Efficient Formal Verification for the Linux Kernel

Welcome to the companion page for the “Efficient Formal Verification for the Linux Kernel”. This paper was accepted at the International Conference on Software Engineering and Formal Methods (SEFM 2019).

The last version of the paper is here.
The slides presented at SEFM are here.
The dot2c tool is here. It is a python script.

The approach: The model is developed and exported in the .dot format. Later, it is translated into the code that is attached to a running kernel using the trace subsystem features.

The code for the model Scheduling While in Atomic verification is here.
The code for the model Wake-up in Preemptive verification is here.
Both models can run on recent Linux kernel + PREEMPT_RT with the following options enabled:

CONFIG_PREEMPT_RT_FULL=y
CONFIG_PREEMPTIRQ_TRACEPOINTS=y

The Need-resched Forces Scheduling set-up other than depending on the above configs, depends on the patchset that adds the tracepoints needed in the Linux Task Model, in the PREEMPT_RT mode. The kernel also needs to be configured as uni-processor (as a dependency for the task model).

Bug description

Problem 1

The preempt_irq tracepoint only traces in the disable <-> enable case. Which is correct, but think about this case:

	THREAD					IRQ				
	   |					 |
preempt_disable() {
	__preempt_count_add(1)
 			------->	smp_apic_timer_interrupt() {
						preempt_disable()
							do not trace because preempt count is >= 1
						....
						preempt_enable()
							do not trace because preempt count is != 0
			<-------	}
	trace_preempt_disable();
}

In words: if an IRQ takes place in between the disable and the trace, we might miss the preempt disable of an IRQ. A possible solution for this is to disable IRQs between the preempt_count_add/sub and the trace.

Problem 2

The preempt_irq tracepoint only traces in the disable <-> enable case. Which is correct, but think about this case:

	THREAD					IRQ				
	   |					 |
preempt_disable_notrace() {
	__preempt_count_add(1)
}

no preemptive section
 			------->	smp_apic_timer_interrupt() {
						preempt_disable()

• _What to produce_: Rewrite the passage of the Linux kernel verification page between "Welcome to the" and "SEFM are here.", inclusive, replacing "paper" with "article".

• _Recorded data_:

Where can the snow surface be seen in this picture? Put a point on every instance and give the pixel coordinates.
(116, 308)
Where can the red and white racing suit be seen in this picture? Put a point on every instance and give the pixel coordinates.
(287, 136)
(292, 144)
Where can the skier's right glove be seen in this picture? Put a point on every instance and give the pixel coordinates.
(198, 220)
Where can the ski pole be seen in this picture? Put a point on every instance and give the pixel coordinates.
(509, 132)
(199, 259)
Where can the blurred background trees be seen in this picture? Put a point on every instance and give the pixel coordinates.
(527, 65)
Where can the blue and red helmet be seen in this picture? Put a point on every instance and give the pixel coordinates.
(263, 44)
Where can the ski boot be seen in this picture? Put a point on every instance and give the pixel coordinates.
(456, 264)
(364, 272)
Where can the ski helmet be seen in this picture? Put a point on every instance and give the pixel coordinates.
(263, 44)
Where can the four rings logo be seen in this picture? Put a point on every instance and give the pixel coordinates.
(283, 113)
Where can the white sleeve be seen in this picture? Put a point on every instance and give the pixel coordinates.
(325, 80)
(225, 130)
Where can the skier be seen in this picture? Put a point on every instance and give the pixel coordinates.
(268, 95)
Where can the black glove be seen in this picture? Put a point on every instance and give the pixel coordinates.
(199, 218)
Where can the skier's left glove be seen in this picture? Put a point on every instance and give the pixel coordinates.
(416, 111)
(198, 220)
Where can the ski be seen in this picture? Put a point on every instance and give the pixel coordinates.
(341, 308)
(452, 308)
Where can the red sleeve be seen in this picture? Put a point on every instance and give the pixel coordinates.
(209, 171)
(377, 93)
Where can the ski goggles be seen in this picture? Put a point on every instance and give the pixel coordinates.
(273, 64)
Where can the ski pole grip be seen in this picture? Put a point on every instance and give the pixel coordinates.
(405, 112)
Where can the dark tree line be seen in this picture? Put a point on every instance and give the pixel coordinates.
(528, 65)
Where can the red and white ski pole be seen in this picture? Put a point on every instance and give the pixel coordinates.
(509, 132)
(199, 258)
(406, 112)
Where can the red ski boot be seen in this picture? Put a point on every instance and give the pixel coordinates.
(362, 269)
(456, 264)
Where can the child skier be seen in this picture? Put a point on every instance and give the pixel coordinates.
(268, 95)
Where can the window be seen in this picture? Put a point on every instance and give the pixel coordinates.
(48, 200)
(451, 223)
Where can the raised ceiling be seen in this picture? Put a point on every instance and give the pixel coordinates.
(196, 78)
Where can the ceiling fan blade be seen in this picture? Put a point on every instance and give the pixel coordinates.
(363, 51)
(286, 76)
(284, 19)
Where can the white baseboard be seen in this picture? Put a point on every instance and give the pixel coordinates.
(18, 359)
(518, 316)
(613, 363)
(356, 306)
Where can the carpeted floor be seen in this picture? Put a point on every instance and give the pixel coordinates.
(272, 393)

--

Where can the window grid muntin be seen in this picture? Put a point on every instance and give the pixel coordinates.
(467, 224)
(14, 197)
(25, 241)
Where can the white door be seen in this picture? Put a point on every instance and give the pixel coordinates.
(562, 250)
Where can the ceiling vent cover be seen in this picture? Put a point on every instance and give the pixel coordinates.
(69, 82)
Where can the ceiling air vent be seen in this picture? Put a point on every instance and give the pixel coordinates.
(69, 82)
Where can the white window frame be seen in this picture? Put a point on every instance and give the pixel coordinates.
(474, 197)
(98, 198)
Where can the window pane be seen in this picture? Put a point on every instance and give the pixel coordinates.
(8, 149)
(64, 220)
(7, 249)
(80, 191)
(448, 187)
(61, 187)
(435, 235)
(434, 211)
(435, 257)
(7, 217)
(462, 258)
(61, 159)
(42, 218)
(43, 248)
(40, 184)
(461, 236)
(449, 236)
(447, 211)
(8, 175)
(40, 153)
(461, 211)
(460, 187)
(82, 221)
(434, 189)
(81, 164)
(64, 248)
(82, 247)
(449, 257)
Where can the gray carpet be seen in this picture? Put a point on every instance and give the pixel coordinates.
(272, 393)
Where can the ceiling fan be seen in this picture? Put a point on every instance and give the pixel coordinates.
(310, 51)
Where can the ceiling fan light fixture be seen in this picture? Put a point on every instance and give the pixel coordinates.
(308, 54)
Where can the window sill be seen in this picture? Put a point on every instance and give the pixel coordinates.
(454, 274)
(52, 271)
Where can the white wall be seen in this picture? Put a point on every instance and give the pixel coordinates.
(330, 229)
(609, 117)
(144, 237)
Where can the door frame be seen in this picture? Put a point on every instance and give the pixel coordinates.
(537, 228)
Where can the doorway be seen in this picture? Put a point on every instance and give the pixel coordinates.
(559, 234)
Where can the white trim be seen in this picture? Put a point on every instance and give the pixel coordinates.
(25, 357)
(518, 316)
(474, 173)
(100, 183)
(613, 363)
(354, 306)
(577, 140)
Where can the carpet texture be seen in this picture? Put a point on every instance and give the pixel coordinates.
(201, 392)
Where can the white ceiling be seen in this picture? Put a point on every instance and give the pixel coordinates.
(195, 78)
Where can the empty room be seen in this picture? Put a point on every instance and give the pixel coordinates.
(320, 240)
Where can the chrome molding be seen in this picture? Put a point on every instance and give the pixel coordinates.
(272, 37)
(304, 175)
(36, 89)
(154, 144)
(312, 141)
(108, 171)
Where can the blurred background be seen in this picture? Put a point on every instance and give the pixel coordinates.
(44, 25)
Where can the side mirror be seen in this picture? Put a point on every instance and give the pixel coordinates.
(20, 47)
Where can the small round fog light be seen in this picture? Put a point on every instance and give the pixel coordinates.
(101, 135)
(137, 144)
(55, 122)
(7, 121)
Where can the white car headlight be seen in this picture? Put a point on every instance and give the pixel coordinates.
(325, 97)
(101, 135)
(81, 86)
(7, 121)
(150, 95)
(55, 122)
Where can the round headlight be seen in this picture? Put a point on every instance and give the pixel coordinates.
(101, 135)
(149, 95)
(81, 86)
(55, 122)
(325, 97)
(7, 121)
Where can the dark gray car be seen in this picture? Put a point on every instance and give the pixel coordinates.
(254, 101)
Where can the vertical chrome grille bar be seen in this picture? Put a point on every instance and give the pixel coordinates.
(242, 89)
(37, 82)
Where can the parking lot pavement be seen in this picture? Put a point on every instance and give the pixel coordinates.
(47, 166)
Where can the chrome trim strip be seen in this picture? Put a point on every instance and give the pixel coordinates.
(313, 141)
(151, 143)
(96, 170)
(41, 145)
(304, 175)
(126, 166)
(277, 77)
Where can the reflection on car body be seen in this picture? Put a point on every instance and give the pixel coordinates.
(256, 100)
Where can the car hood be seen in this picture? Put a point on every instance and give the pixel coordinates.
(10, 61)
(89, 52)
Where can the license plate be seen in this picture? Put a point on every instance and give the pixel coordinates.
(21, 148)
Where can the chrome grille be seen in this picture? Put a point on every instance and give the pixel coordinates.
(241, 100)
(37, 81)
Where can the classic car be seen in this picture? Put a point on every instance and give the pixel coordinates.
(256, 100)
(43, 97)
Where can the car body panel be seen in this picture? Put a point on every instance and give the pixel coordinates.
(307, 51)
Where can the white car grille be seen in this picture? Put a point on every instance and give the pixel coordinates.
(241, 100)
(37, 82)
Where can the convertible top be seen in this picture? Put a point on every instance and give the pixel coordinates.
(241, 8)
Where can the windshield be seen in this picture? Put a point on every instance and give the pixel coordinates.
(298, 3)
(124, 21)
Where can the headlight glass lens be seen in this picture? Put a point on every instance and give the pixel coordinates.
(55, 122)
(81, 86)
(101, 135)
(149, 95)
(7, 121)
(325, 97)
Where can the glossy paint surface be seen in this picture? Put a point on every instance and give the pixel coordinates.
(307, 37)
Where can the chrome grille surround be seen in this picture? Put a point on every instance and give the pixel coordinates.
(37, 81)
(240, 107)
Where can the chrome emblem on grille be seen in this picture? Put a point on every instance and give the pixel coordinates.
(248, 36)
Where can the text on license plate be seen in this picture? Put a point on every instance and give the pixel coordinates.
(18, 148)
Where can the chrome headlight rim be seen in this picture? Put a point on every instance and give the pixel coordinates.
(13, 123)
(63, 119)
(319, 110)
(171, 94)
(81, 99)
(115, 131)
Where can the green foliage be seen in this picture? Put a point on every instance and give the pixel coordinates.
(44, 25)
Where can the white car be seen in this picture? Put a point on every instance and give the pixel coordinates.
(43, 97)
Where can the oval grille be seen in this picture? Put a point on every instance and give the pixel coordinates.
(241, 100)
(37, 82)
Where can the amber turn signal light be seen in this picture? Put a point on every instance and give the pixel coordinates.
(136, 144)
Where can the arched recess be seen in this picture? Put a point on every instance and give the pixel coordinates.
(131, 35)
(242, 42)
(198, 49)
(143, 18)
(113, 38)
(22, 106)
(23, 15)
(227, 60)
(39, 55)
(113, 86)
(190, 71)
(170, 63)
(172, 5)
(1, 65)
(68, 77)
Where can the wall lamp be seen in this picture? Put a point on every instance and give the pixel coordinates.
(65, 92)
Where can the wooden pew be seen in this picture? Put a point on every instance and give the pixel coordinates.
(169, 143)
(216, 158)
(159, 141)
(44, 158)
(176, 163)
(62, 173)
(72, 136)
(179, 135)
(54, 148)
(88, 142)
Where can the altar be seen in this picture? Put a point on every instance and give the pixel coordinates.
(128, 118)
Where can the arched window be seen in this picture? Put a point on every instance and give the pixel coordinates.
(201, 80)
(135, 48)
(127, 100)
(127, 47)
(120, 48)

--

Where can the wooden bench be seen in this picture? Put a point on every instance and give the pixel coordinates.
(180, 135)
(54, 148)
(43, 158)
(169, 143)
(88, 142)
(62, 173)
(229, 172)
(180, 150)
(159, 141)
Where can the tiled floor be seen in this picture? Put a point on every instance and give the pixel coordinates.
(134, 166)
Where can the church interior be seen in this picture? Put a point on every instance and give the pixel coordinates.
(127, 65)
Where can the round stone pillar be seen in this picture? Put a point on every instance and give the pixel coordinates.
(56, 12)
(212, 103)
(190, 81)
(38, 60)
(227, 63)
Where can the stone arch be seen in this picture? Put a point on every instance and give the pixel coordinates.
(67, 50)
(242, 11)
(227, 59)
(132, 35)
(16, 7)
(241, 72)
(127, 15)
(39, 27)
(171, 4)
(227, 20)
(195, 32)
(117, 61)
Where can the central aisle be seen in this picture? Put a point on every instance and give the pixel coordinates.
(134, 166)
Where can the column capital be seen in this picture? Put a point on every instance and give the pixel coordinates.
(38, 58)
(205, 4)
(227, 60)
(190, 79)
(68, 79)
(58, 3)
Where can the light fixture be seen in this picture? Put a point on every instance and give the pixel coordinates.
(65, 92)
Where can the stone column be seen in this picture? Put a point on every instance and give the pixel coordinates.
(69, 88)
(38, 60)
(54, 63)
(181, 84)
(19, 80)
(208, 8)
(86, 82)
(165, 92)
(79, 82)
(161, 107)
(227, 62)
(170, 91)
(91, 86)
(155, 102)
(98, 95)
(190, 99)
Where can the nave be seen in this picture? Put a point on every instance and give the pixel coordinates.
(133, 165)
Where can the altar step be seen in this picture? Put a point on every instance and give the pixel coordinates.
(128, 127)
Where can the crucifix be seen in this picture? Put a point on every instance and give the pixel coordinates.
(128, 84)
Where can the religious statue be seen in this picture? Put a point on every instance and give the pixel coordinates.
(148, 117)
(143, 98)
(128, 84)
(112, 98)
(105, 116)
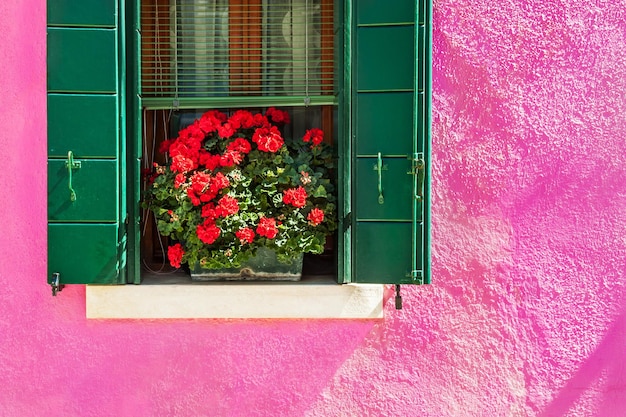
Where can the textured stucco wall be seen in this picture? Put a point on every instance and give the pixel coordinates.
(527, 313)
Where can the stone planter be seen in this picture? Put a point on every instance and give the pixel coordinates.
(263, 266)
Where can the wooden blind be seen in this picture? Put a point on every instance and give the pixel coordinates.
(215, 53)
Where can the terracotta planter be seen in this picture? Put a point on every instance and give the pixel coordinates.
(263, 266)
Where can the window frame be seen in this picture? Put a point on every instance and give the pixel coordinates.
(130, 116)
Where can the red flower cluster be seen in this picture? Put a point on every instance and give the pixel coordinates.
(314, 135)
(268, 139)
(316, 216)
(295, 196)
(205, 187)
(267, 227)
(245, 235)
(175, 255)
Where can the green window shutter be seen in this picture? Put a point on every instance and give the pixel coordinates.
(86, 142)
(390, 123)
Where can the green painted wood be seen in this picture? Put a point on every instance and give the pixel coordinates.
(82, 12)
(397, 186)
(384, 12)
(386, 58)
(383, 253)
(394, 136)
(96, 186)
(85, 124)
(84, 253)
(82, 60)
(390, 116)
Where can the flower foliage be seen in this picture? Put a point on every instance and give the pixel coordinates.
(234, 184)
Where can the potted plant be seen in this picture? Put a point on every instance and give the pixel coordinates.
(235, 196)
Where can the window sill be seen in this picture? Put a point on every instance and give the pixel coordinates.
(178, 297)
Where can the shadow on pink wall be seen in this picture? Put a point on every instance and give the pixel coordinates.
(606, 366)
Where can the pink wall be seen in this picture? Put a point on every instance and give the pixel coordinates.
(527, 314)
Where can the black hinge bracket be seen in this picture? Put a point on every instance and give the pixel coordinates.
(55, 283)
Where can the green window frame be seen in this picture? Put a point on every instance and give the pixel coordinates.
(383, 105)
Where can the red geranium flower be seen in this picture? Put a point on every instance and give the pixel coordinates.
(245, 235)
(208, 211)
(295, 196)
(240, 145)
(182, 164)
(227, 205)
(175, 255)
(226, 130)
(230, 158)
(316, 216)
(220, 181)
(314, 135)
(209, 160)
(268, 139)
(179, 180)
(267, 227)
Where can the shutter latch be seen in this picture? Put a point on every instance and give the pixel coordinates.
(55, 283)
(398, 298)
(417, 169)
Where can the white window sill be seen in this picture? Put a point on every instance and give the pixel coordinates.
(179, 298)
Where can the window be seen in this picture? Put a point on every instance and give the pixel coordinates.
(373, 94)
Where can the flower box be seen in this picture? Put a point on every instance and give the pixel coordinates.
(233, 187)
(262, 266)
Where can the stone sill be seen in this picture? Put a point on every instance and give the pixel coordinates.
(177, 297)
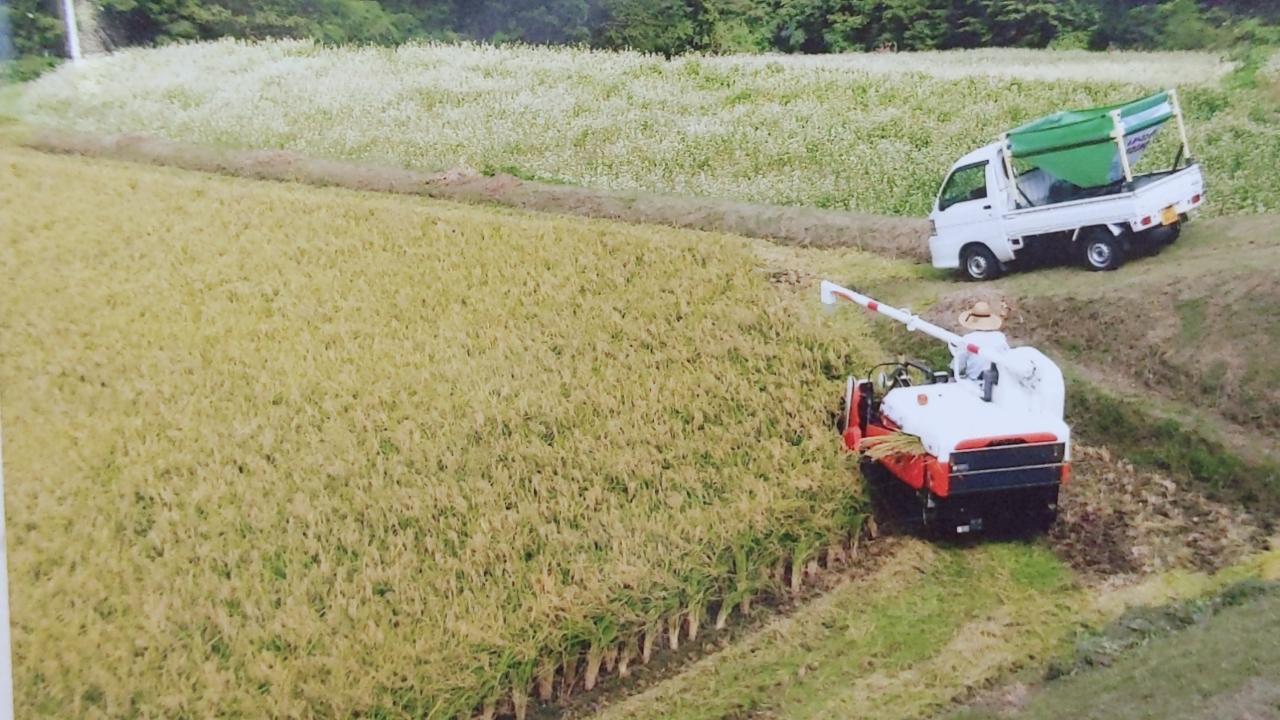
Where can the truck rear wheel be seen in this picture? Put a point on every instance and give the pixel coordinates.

• _Written response_:
Welcome to the companion page for the “Efficient Formal Verification for the Linux Kernel”. This article was accepted at the International Conference on Software Engineering and Formal Methods (SEFM 2019).

The last version of the article is here.
The slides presented at SEFM are here.